>> start DATA SHOWN
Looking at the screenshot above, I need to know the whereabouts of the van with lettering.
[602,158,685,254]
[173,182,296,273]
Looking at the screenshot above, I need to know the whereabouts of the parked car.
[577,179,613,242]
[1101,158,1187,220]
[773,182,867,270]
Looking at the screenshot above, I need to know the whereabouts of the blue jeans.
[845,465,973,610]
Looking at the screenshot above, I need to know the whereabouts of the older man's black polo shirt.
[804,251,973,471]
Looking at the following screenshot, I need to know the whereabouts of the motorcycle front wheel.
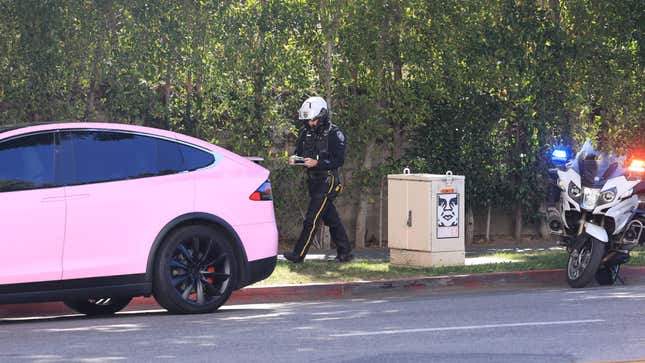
[567,237,605,288]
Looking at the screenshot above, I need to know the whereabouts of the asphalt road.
[0,286,645,363]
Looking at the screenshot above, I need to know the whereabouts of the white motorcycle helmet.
[298,96,328,122]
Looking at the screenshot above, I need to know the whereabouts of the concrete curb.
[0,266,645,319]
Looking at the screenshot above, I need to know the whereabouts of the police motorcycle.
[547,140,645,288]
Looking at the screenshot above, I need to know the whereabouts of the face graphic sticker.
[437,194,459,227]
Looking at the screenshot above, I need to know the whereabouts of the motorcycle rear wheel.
[595,265,620,286]
[567,237,605,288]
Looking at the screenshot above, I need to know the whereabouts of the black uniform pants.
[293,175,352,258]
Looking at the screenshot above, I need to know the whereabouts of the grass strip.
[256,250,645,286]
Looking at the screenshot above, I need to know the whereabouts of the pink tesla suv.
[0,123,278,315]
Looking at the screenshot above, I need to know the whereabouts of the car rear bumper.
[238,256,278,289]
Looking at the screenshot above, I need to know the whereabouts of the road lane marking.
[330,319,604,337]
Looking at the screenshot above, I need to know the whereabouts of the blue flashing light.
[551,147,569,163]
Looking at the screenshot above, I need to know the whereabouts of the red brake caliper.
[206,266,215,285]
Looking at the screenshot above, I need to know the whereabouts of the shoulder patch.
[336,130,345,142]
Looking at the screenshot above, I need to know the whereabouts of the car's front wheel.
[153,225,237,314]
[64,297,132,316]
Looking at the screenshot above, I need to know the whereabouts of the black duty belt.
[307,169,336,179]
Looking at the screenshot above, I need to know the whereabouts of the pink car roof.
[0,122,253,168]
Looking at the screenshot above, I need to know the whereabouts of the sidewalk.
[294,245,564,266]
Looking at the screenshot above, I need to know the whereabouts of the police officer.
[284,97,354,263]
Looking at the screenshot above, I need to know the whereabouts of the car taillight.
[249,180,273,200]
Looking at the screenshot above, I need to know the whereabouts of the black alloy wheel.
[153,225,237,314]
[64,297,132,316]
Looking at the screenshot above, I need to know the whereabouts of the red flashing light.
[627,159,645,174]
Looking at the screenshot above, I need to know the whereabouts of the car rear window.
[62,130,214,184]
[180,145,215,170]
[0,132,56,192]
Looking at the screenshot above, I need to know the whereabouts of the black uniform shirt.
[296,124,345,170]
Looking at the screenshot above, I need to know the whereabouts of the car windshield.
[572,140,625,188]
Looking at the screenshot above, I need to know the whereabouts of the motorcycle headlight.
[600,188,616,204]
[582,188,600,210]
[567,182,582,203]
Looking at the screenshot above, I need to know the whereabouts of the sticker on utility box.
[437,193,459,238]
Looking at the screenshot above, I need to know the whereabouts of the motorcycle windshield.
[572,140,624,188]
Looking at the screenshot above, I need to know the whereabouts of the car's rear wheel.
[153,225,238,314]
[64,297,132,316]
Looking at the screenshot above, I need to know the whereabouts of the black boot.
[334,253,354,262]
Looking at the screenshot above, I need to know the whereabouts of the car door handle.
[67,194,90,200]
[40,196,65,203]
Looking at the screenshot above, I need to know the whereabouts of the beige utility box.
[387,169,466,267]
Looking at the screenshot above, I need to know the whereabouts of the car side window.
[180,145,215,170]
[0,132,58,192]
[62,130,208,184]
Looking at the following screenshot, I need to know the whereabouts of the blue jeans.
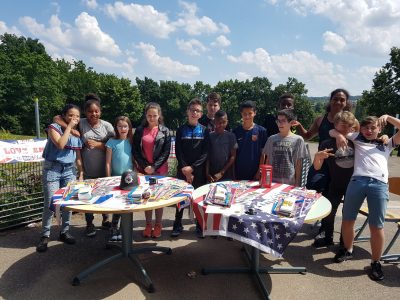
>> end DATA SHOWN
▶ _GIVEN TASK_
Rewrite all of the material above, substituting "location" for "whereabouts" everywhere and changing nothing else. Leave the pictures out.

▶ _FULL RESPONSE_
Looking at the screenshot above, I need to know the location of the van with lettering.
[602,158,685,254]
[173,182,296,273]
Looking at the screenshot above, I need to know the location of the parked car.
[577,179,613,242]
[1101,158,1187,220]
[773,182,867,270]
Looking at the screenshot above, I need to know the location of the blue jeans.
[845,465,973,610]
Looking at the screenshot above, I need to know the location of the older man's black polo shirt.
[804,251,973,471]
Looking at the following screenshot, I need to know the location of the motorcycle front wheel.
[567,237,605,288]
Looking at the screenshot above, I need to know the location of the asphalt road.
[0,286,645,363]
Looking at the screenshot above, I need to know the location of the white motorcycle helmet.
[298,96,328,122]
Looking at the screenshot above, I need to know the location of the concrete curb.
[0,266,645,319]
Looking at the screenshot above, I need to know the location of the police motorcycle.
[547,140,645,288]
Looking at the screenshot above, I need to know the location of the face graphic sticker.
[437,194,459,227]
Looking at the screenshot above, I need to know the location of the motorcycle rear wheel.
[595,265,620,286]
[567,237,605,288]
Looking at the screenshot above, I need to know the location of the black uniform pants.
[293,175,352,258]
Looking at the screenshot above, I need to know the location of the grass strip.
[256,250,645,286]
Looking at the screenshot above, I need to know the location of the pink tesla suv.
[0,123,278,315]
Looking at the screenshot above, I need to know the location of the car rear bumper.
[238,256,278,289]
Looking at the screenshot above, I need to know the location of the road lane marking.
[330,319,604,337]
Looking at the screenshot above, I need to know the location of the blue flashing light.
[551,147,569,163]
Looking at the screenshot above, I need to know the location of the red brake caliper.
[206,266,215,285]
Looking at the screenshot above, I need to know the location of the shoulder patch.
[336,130,345,142]
Looking at the screenshot above, I need to know the location of the car's front wheel.
[153,225,237,314]
[64,297,132,316]
Looking at the screenshot above, I need to know the location of the black duty belt.
[307,169,336,179]
Looking at the screenshot above, I need to know the location of the pink car roof.
[0,122,253,168]
Looking at the screenshot above, I need to know the location of the sidewalk.
[294,245,564,266]
Looking at the screenshot above, I need to know the location of the police officer.
[284,97,354,263]
Looking at the screenshot above, I need to know the location of the car taillight.
[249,180,273,200]
Looking at the screenshot above, I need to know the location of the black alloy wheel.
[153,225,237,314]
[64,297,132,316]
Looking at the screenshot above, I need to know the location of the red flashing light.
[627,159,645,174]
Looking at the screenshot above, I need to know the location of the car rear window.
[62,130,214,184]
[180,145,215,170]
[0,132,56,192]
Looking at the screenshot above, I need to know the location of the black uniform shirt.
[296,124,345,170]
Looking at the screenshot above, I need to know the location of the car windshield.
[572,140,625,188]
Looking at the screenshot above, I need to know the location of the motorcycle headlight.
[600,188,616,204]
[582,188,600,210]
[567,182,582,203]
Looking at the screenshot above, I need to know the location of the sticker on utility box.
[437,193,459,238]
Looking at the screenshot above, I need to know the location of the motorcycle windshield.
[572,140,624,188]
Looking at the screenshot above, I need to know the location of the car's rear wheel.
[153,225,238,314]
[64,297,132,316]
Looking at the screenshot above, I need to know the location of the black boot.
[334,253,354,262]
Looking at the screenshot above, I need to know the location of the car door handle.
[67,194,90,200]
[40,196,65,203]
Looking at the screenshot above, I need to know the location of the beige utility box.
[387,169,466,267]
Looking at the screenshot above, I need to know the location of the car side window.
[180,145,215,170]
[0,132,58,192]
[62,130,208,184]
Looking at the following screenshot, I need to know the location of the blue jeans.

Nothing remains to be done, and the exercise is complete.